## TEXT SEGMENT

□ □ □

The ERIC Clearinghouse on Disabilities and Gifted Education (ERIC EC)
E-mail: webmaster@hoagiesgifted.org
Internet: http://eric.hoagiesgifted.org
ERIC EC Digest #E638
Author: Pat Beckman
December 2002

For more than two decades there has been an abundance of research regarding strategy instruction. Originally, most of this research focused on the effects of strategy instruction on students with learning disabilities. Researchers are currently looking at how strategy instruction affects all learners.

What is a strategy?

In general, a strategy is a tool, plan, or method used for accomplishing a task. Below are other terms associated with strategy instruction, some of which are discussed in this digest:
  • Cognitive Strategy: a strategy or group of strategies or procedures that the learner uses to perform academic tasks or to improve social skills. Often, more than one cognitive strategy is used with others, depending on the learner and his/her schema for learning. In fact, research indicates that successful learners use numerous strategies. Some of these strategies include visualization, verbalization, making associations, chunking, questioning, scanning, underlining, accessing cues, using mnemonics, sounding out words, and self-checking and monitoring.
  • Cues: visual or verbal prompts to either remind the student what has already been learned or provide an opportunity to learn something new. Cues can also be employed to prompt student use of a strategy.

□ □ □

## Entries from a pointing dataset
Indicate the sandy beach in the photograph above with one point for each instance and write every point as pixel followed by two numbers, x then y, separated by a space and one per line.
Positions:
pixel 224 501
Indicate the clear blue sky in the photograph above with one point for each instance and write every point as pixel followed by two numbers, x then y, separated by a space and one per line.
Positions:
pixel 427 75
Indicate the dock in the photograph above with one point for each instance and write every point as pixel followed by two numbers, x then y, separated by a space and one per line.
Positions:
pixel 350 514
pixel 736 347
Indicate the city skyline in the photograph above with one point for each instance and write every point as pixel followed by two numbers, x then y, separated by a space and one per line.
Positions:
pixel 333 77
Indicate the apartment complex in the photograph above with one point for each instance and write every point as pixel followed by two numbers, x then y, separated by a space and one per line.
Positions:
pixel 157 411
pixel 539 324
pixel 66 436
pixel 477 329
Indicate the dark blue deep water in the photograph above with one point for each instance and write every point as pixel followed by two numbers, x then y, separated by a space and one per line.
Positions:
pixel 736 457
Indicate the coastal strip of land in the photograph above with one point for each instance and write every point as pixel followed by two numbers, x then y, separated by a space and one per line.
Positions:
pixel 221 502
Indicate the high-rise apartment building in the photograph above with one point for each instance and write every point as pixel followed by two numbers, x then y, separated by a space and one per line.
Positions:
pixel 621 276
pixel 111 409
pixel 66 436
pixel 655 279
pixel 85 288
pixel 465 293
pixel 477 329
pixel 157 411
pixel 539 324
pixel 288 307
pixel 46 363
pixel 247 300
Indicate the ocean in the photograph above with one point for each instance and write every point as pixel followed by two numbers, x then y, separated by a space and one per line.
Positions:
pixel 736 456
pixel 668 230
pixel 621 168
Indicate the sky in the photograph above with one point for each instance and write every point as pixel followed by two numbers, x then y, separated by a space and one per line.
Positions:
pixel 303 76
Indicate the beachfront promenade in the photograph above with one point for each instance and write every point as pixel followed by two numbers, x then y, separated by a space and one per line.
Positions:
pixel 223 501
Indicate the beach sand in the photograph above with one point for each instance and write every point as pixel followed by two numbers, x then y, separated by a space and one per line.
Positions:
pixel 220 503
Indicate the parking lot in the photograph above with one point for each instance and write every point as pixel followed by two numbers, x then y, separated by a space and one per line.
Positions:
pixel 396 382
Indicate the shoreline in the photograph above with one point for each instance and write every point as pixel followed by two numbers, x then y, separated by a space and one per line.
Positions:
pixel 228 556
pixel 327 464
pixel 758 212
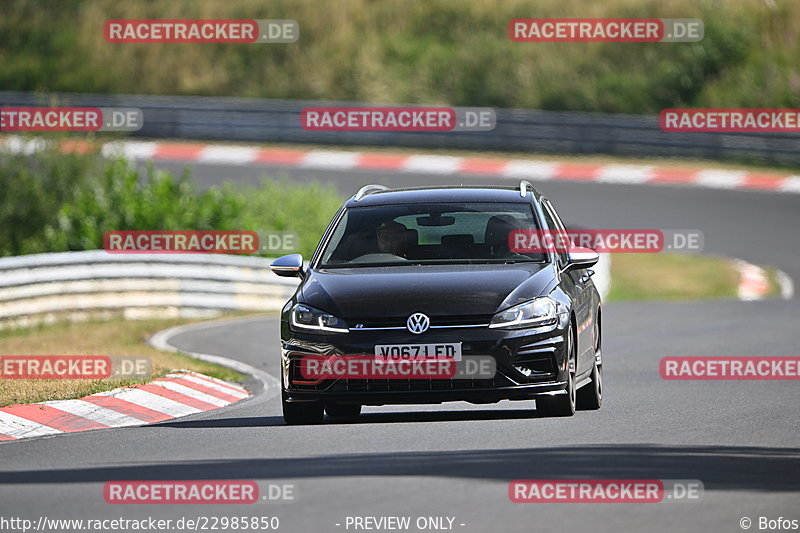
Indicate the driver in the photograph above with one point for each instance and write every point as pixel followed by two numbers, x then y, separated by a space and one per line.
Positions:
pixel 392 238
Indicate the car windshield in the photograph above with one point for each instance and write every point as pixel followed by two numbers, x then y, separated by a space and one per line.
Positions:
pixel 431 233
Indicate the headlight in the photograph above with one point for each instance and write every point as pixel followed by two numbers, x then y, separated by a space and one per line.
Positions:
pixel 305 318
pixel 536 313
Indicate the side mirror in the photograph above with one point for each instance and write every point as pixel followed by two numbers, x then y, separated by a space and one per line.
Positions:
pixel 582 257
pixel 288 266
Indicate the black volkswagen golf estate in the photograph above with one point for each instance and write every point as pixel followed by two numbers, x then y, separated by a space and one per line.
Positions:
pixel 430 271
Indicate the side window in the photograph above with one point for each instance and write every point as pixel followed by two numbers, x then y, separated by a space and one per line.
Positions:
pixel 555 225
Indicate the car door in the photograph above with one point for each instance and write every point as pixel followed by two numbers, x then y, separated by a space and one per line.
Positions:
pixel 576 283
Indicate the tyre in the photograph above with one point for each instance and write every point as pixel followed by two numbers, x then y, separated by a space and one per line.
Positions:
pixel 562 404
pixel 590 397
pixel 342 410
pixel 301 413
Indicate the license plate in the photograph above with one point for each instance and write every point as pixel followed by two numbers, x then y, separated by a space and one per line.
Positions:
pixel 418 352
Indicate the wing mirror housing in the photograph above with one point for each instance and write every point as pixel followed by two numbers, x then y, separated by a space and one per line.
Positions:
pixel 579 257
pixel 288 266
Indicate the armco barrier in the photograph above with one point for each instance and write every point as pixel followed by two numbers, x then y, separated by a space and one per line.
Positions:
pixel 78 285
pixel 266 120
pixel 43 288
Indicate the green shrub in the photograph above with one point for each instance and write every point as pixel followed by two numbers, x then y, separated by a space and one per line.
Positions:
pixel 53 202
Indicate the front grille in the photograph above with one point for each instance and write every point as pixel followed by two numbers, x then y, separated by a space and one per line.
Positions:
pixel 400 322
pixel 404 385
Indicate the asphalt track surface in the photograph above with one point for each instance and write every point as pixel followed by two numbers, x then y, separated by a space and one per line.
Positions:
pixel 740 438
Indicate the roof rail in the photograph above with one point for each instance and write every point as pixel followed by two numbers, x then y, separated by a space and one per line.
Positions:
pixel 366 189
pixel 523 187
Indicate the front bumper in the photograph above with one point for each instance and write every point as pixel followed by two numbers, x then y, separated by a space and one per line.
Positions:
pixel 528 364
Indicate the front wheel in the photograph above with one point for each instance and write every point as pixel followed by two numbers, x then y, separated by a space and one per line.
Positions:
pixel 562 404
pixel 301 413
pixel 590 397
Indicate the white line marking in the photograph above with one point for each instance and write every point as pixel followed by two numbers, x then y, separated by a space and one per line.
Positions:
pixel 720 179
pixel 153 401
pixel 625 174
pixel 434 164
pixel 534 170
pixel 235 155
pixel 95 413
pixel 191 393
pixel 790 184
pixel 211 385
pixel 335 160
pixel 18 427
pixel 129 149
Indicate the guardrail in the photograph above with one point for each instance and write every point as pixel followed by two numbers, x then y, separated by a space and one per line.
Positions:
pixel 73 286
pixel 268 120
pixel 43 288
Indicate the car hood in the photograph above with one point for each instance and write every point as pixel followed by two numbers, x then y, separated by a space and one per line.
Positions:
pixel 435 290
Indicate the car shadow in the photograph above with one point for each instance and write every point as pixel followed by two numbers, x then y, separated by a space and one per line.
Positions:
pixel 748 468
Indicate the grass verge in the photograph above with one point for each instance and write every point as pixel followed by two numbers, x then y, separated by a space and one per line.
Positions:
pixel 676 277
pixel 115 337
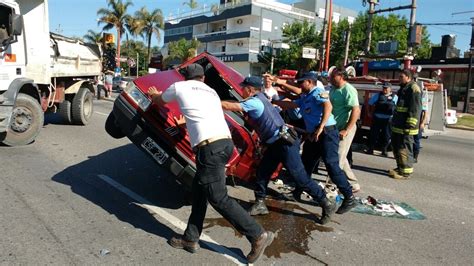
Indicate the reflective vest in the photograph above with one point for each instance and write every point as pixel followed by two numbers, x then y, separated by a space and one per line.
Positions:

□ □ □

## WHAT THIS EXERCISE ASKS
A) In the strategy instruction digest, shorten the paragraph beginning "For more than two decades" and keep its main facts.
B) Answer these questions from the strategy instruction digest, one answer per line:
(i) Who wrote the digest?
(ii) How does the digest define a strategy in general?
(iii) What two kinds of prompts does the digest say cues can be?

## SET OF ANSWERS
A) Strategy instruction has been widely researched for over twenty years. Early studies focused mostly on students with learning disabilities, but researchers now examine its effects on all learners.

B)
(i) Pat Beckman
(ii) A tool, plan, or method used for accomplishing a task
(iii) Visual or verbal prompts